Extract
= = = = =
A leader requires followers. So why is all the focus on former and not the latter? Hilary Armstrong is looking to right that imbalance
Most of us want to be leaders. Leadership is snazzy, even sexy. We hear that Gen Ys want leadership now (or a month after they land a job), and that climbing upwards in an organization is the only way to be a successful human being.
Our culture spends millions per annum on researching the role of leader, but we spend little effort or money on leadership’s essential role-mate, the follower.
Being a follower is definitely not sexy. Most agree that leading is a role rather than just a position and that it exists at all levels of an organization and can be occupied by anyone. But following is also a role and can be occupied by anyone; in fact, it is by the majority of people in an organization. Yet we do not hear about it.
There is an abundance of leadership ‘role marketing’ in job titles that have sprung up at all levels of an organization. There are executive leaders, senior leaders, department leaders, people leaders, area leaders and team leaders. The word ‘follower’ does not exist in any job title. However, it is present, and describes everyone else in the organization (as well as all the people in the leadership roles).
Why might this matter?
It matters because it disguises the authority assigned to people when they accept a leadership role, and particularly how this authority shapes relationships.
Think of being in the context of an organizational meeting when the CEO comes into a room. The CEO is treated differently to an executive assistant who walks in. This difference (or deference) shapes the conversation practices and outcomes of the meeting.
Likewise, the physical environment shapes the relationship; for example, the C-suite positioned at the top of the building with the view, or open-plan spaces designed carefully around leaders sitting near the window; or a learning environment with the teacher standing at the front of the room. This is neither good nor bad unless we are unaware of it, because without awareness of the authority that a title gives, a leader may perpetuate unproductive relations with people they are meant to lead.
Power, status and authority all shape relationships in organizational contexts, and it is our awareness of the connection between roles, power and relationships that is important.
= = = = =
Given data
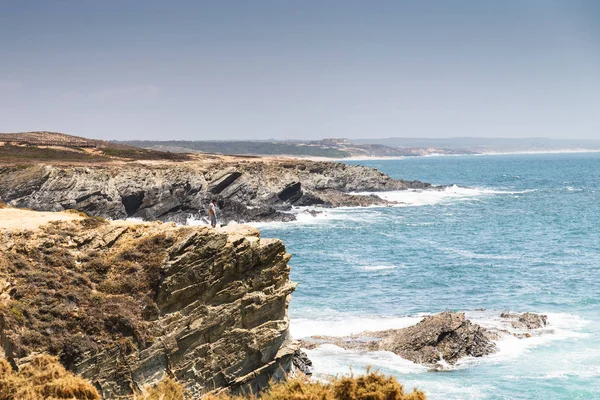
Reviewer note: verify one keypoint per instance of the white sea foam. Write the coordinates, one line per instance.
= = = = =
Request
In the text on leaders and followers, which word does not appear in any job title?

Answer in full
The word "follower."